■ Work required
Each record should be output exactly, with every character kept.

Exercise material below:

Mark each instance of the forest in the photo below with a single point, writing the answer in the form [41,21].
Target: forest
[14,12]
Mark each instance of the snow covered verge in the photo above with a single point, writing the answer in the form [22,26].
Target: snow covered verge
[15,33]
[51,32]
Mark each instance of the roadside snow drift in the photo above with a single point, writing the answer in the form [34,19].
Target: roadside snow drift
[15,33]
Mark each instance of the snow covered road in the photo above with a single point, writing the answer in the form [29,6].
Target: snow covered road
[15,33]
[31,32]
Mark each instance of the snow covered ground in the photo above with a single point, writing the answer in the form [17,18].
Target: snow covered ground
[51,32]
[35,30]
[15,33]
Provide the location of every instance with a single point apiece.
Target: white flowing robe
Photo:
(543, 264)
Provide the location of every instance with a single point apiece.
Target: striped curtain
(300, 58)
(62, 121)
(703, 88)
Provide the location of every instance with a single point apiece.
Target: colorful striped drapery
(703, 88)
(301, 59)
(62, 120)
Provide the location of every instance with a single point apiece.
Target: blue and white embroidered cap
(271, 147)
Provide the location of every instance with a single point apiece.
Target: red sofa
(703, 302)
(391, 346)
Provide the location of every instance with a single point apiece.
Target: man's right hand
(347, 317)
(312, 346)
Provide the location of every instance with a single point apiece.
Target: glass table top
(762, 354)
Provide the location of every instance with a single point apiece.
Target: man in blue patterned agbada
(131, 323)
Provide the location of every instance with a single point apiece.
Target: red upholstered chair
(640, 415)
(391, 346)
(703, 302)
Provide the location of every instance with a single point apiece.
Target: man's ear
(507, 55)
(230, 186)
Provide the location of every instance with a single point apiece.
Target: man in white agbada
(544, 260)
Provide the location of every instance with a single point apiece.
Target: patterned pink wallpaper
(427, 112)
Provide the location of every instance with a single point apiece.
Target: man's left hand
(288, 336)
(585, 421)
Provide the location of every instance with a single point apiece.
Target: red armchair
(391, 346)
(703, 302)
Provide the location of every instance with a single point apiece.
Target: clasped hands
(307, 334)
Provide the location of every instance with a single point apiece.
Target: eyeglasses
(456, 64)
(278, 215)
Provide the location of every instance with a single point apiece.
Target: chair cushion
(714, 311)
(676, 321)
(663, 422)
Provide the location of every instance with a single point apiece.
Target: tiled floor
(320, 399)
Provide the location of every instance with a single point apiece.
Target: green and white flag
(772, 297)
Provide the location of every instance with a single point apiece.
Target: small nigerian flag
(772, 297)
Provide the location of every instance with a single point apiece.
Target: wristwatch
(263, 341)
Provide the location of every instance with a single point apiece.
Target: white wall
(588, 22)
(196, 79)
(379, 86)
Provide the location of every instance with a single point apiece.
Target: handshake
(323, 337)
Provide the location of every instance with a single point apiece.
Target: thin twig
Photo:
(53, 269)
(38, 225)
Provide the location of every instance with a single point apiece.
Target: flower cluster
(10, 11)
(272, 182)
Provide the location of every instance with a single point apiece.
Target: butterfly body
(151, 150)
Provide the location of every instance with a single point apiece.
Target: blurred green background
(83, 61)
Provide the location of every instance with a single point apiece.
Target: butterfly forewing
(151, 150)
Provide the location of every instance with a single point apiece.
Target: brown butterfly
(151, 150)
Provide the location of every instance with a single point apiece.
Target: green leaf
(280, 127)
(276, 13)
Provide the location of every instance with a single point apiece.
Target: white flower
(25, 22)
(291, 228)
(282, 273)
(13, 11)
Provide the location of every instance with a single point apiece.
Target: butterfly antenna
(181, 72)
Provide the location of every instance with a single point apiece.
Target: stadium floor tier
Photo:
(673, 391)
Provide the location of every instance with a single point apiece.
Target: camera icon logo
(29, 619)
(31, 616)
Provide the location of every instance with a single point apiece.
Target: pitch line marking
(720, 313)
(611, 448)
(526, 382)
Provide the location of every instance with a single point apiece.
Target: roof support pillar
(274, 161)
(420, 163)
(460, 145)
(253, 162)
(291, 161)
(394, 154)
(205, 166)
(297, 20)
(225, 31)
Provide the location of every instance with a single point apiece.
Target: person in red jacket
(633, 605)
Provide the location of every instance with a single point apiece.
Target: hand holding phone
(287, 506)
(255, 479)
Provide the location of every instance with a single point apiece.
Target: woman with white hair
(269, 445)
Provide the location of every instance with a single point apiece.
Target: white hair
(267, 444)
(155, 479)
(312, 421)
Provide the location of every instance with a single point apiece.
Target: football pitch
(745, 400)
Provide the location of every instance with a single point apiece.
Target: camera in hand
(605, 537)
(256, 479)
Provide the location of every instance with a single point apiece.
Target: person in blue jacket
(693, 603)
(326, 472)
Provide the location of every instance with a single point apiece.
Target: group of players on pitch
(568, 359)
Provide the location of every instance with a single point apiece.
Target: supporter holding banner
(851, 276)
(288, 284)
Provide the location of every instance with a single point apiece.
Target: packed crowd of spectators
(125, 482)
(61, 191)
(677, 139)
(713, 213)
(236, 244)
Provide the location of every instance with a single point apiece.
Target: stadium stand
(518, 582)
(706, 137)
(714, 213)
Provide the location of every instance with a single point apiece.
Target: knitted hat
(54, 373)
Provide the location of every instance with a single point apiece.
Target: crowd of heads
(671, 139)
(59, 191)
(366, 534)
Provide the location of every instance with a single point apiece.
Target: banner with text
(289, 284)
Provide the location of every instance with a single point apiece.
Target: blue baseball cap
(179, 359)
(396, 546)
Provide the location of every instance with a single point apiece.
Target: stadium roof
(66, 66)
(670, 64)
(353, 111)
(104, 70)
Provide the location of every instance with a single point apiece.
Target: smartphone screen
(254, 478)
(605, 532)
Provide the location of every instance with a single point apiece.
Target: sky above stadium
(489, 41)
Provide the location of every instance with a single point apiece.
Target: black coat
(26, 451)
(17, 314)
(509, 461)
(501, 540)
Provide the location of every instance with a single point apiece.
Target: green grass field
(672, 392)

End of Exercise material.

■ Task result
Mark each instance of the forest in the photo below with a single point, writing the answer in the form [41,21].
Target: forest
[14,12]
Mark each instance of the snow covered verge in the photo above with a single point, writing the answer in the form [22,26].
Target: snow covered verge
[15,33]
[51,32]
Mark each instance of the roadside snow drift in the photo above with a single point, writing the answer in the form [34,19].
Target: roadside snow drift
[15,33]
Mark each instance of the snow covered road in the photo above with a single point, writing the answer in the form [29,6].
Target: snow covered road
[15,33]
[31,32]
Mark each instance of the snow covered ground in the photo above with a single point, writing the answer in the form [17,18].
Target: snow covered ground
[51,32]
[35,30]
[15,33]
Provide the location of every instance with a single point apiece.
Target: white flowing robe
Photo:
(543, 264)
Provide the location of every instance with a single point apiece.
Target: striped curtain
(300, 58)
(62, 121)
(703, 88)
Provide the location of every instance with a single point apiece.
Target: colorful striped drapery
(703, 88)
(301, 59)
(62, 120)
Provide the location of every instance with a single point apiece.
Target: blue and white embroidered cap
(271, 147)
Provide the location of every instance with a single point apiece.
Target: red sofa
(703, 302)
(391, 346)
Provide the location of every instance with a single point apiece.
Target: man's right hand
(347, 317)
(312, 346)
Provide the location of every instance with a single point apiece.
Target: glass table top
(762, 354)
Provide the location of every instance with a single point apiece.
Target: man in blue patterned agbada
(131, 323)
Provide the location of every instance with a single point apiece.
Target: red upholstered chair
(640, 415)
(391, 346)
(703, 302)
Provide the location of every instance with a single point apiece.
Target: man's ear
(507, 55)
(230, 186)
Provide the location of every instance with a single point apiece.
Target: man in white agbada
(544, 260)
Provide the location of every instance with a single point apiece.
Target: patterned pink wallpaper
(427, 112)
Provide the location of every instance with a single point apiece.
Target: man's left hand
(288, 336)
(585, 421)
Provide the location of every instance with a single point apiece.
Target: red armchair
(391, 346)
(703, 302)
Provide the location of every instance with a single point apiece.
Target: clasped hands
(307, 334)
Provide the location of every instance with a single point apiece.
Target: eyeglasses
(456, 64)
(278, 215)
Provide the location of every instance with a single point apiece.
Target: chair cushion
(714, 311)
(676, 321)
(663, 422)
Provide the location of every instance with a single point apiece.
Target: tiled floor
(320, 399)
Provide the location of every instance with a single point apiece.
Target: green and white flag
(772, 297)
Provide the location of every instance with a single point apiece.
Target: small nigerian flag
(772, 297)
Provide the location of every instance with a single point apiece.
Target: wristwatch
(263, 341)
Provide the location of every instance with a single point apiece.
Target: white wall
(588, 22)
(196, 79)
(379, 86)
Provide the location of every instance with a single point apiece.
Target: handshake
(323, 337)
Provide the location of every instance with a single point apiece.
Target: thin twig
Photo:
(53, 269)
(38, 225)
Provide the location of every instance with a single point apiece.
Target: flower cluster
(10, 11)
(272, 182)
Provide the location of every instance with a single point apiece.
Target: butterfly body
(151, 150)
Provide the location of every instance with a single point apiece.
Target: blurred green background
(83, 61)
Provide the location of every instance with a single point apiece.
Target: butterfly forewing
(151, 150)
Provide the location of every instance with a single point apiece.
Target: brown butterfly
(151, 150)
Provide the location of every instance with a single point apiece.
Target: green leaf
(280, 127)
(276, 13)
Provide the location of every instance with a single point apiece.
Target: white flower
(25, 22)
(291, 228)
(282, 273)
(13, 11)
Provide the location of every instance with a single point apiece.
Target: butterfly antenna
(181, 72)
Provide the location of every instance with a single point apiece.
Target: stadium floor tier
Photo:
(673, 391)
Provide the location of every instance with a single point apiece.
Target: camera icon logo
(29, 619)
(31, 616)
Provide the location of every instance with a single point apiece.
Target: pitch line marking
(720, 313)
(611, 448)
(526, 382)
Provide the location of every instance with a single point apiece.
Target: roof support pillar
(274, 161)
(420, 163)
(460, 145)
(253, 162)
(291, 161)
(394, 154)
(205, 166)
(297, 20)
(225, 31)
Provide the location of every instance with a single point apiece.
Target: person in red jacket
(633, 605)
Provide the location of every instance with a single point apiece.
Target: hand holding phone
(287, 506)
(255, 479)
Provide the location of every instance with a single point apiece.
Target: woman with white hair
(269, 445)
Provide the location of every instance with a single point apiece.
Target: white hair
(267, 444)
(155, 479)
(312, 421)
Provide the location of every instance with a single point apiece.
Target: football pitch
(745, 400)
Provide the location of every instance with a single point apiece.
Target: camera in hand
(605, 537)
(256, 479)
Provide the location of every instance with a single point apiece.
Target: person in blue jacket
(693, 603)
(326, 472)
Provide the location of every instance with a single point apiece.
Target: group of players on pitch
(568, 359)
Provide the location of every instance with a single point apiece.
Target: supporter holding banner
(851, 276)
(288, 284)
Provide the location of every instance with a single point apiece.
Target: packed crowd of spectators
(125, 482)
(61, 191)
(677, 139)
(713, 213)
(236, 244)
Provide the location of every instance with a single point apiece.
Target: stadium stand
(518, 582)
(706, 137)
(714, 213)
Provide the location of every instance with a single point apiece.
Target: knitted hat
(54, 373)
Provide the location of every instance with a single point apiece.
Target: crowd of heads
(671, 139)
(59, 191)
(366, 534)
Provide the location of every instance with a single point apiece.
Target: banner with text
(289, 284)
Provide the location of every instance with a single point apiece.
Target: blue baseball cap
(179, 359)
(396, 546)
Provide the location of every instance with a single point apiece.
Target: stadium roof
(66, 66)
(670, 64)
(353, 111)
(104, 70)
Provide the location of every instance with a single point apiece.
Target: smartphone screen
(254, 478)
(605, 532)
Provide the location of every instance with a single point apiece.
Target: sky above stadium
(489, 41)
Provide the location of every instance with a single point apiece.
Target: black coat
(26, 451)
(17, 314)
(509, 461)
(501, 540)
Provide the location of every instance with a single point apiece.
Target: green grass field
(672, 392)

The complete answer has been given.